### Passage:
===============

The Effect of Rider:Horse Bodyweight Ratio on the Superficial Body Temperature of Horse's Thoracolumbar Region Evaluated by Advanced Thermal Image Processing.

Authors: Domino Małgorzata, Borowska Marta, Trojakowska Anna, Kozłowska Natalia, Zdrojkowski Łukasz, Jasiński Tomasz, Smyth Graham, Maśko Małgorzata

Journal: Animals : an open access journal from MDPI

Summary

Rider-to-horse bodyweight ratio significantly influences thermal patterns across the thoracolumbar region, yet conventional infrared thermography has proven inconsistent at detecting these differences across certain weight categories. Researchers applied advanced texture analysis to thermal images from 12 horses worked by six riders in light (<12%), moderate (>12–15%), and heavy (>15–18%) bodyweight ratio groups, capturing thermographic data before and after standardised exercise and processing images through histogram statistics, gray-level run-length matrix, and gray-level co-occurrence matrix approaches. Whilst conventional thermal measurements failed to discriminate consistently between groups, texture heterogeneity measures—particularly inverse difference moment, sum entropy, entropy, difference variance, and difference entropy derived from the red colour component—demonstrated reliable, measurable changes correlated with increasing rider weight. This finding suggests that advanced texture analysis offers superior sensitivity for detecting biomechanical stress responses in the horse's back compared to standard thermal imaging techniques, potentially providing equine professionals with a more objective tool for evaluating saddle fit and appropriate rider-horse matching. Given that inappropriate bodyweight ratios are increasingly prevalent as the human population becomes heavier, access to such diagnostic refinements could better protect ridden horses from soft tissue strain and long-term spinal compromise.

===============

### Information shown:
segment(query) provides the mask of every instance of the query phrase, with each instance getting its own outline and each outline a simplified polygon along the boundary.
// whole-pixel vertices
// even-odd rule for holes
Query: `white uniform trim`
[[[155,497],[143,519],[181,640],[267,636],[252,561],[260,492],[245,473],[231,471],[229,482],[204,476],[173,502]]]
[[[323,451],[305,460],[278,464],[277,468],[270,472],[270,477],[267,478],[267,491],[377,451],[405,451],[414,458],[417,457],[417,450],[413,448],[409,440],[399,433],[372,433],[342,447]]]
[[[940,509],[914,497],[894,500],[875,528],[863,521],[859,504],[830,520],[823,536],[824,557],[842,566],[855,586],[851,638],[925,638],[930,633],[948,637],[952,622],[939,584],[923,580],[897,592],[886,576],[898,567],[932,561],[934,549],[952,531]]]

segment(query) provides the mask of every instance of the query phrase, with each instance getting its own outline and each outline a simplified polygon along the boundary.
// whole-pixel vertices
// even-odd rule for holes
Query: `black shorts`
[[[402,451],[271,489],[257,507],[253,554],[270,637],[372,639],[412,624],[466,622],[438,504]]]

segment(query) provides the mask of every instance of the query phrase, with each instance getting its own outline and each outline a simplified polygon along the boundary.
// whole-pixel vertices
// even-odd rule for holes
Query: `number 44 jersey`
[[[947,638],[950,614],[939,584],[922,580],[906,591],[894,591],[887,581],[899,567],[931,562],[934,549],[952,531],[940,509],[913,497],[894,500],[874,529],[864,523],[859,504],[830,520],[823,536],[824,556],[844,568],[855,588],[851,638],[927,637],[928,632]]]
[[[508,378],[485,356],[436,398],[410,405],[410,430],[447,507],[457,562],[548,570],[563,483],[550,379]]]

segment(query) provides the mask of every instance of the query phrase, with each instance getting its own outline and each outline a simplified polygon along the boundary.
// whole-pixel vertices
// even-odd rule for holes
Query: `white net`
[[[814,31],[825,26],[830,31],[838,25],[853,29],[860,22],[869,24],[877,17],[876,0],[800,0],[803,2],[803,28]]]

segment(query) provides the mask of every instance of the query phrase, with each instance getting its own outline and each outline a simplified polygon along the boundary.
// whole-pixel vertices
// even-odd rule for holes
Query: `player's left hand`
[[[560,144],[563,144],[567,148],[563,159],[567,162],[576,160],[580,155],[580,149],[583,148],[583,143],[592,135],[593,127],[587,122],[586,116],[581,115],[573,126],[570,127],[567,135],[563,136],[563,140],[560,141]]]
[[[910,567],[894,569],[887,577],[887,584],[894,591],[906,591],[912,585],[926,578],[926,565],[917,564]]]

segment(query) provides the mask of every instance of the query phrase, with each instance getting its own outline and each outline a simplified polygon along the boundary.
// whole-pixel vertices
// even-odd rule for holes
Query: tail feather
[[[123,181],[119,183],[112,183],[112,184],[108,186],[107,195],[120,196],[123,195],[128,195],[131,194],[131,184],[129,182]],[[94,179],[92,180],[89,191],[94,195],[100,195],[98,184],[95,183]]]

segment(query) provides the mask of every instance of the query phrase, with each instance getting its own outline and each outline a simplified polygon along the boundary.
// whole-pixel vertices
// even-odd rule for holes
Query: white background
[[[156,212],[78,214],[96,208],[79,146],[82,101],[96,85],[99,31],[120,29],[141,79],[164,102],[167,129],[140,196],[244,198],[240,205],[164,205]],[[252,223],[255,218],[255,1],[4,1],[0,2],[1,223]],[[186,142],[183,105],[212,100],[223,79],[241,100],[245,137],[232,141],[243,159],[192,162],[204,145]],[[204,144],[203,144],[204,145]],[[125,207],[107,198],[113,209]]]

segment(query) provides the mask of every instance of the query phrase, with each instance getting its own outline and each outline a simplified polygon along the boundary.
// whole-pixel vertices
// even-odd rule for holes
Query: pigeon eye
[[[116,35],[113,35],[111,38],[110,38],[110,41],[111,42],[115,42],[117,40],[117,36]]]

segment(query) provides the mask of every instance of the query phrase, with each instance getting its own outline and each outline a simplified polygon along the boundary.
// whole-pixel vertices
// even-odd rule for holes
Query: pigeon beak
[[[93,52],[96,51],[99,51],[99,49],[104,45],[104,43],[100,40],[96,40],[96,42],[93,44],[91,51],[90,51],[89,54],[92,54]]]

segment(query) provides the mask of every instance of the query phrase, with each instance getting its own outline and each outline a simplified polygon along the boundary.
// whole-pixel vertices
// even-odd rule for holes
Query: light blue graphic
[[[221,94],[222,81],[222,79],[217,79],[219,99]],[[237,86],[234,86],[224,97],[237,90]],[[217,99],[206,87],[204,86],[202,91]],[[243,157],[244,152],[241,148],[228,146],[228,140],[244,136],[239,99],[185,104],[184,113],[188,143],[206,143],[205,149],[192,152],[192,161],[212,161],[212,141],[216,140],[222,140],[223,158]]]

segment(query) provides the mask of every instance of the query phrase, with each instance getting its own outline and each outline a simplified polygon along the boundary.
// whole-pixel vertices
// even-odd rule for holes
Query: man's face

===============

### Parts of the exercise:
A: Return the horse thermography summary's wording from "The Effect of" to "Thermal Image Processing.", copied word for word.
B: Condense the paragraph of the horse thermography summary that begins "Rider-to-horse bodyweight ratio significantly influences" into a shorter version that keeps its main facts.

### Answers by item:
A:
The Effect of Rider:Horse Bodyweight Ratio on the Superficial Body Temperature of Horse's Thoracolumbar Region Evaluated by Advanced Thermal Image Processing.

B: Rider-to-horse bodyweight ratio affects thermal patterns across the thoracolumbar region, but conventional infrared thermography has detected these differences inconsistently across some weight categories. Researchers took thermal images of 12 horses ridden by six riders in light (<12%), moderate (>12–15%), and heavy (>15–18%) ratio groups before and after standardized exercise. They analyzed the images with histogram statistics, gray-level run-length matrix, and gray-level co-occurrence matrix methods. Conventional thermal measurements did not consistently distinguish the groups. Texture heterogeneity measures from the red color component did change measurably with increasing rider weight, especially inverse difference moment, sum entropy, entropy, difference variance, and difference entropy. Advanced texture analysis may therefore be more sensitive than standard thermal imaging to stress responses in the horse's back. It could give equine professionals a more objective way to evaluate saddle fit and rider-horse matching. Because inappropriate ratios are becoming more prevalent as the human population grows heavier, this could help protect ridden horses from soft tissue strain and long-term spinal compromise.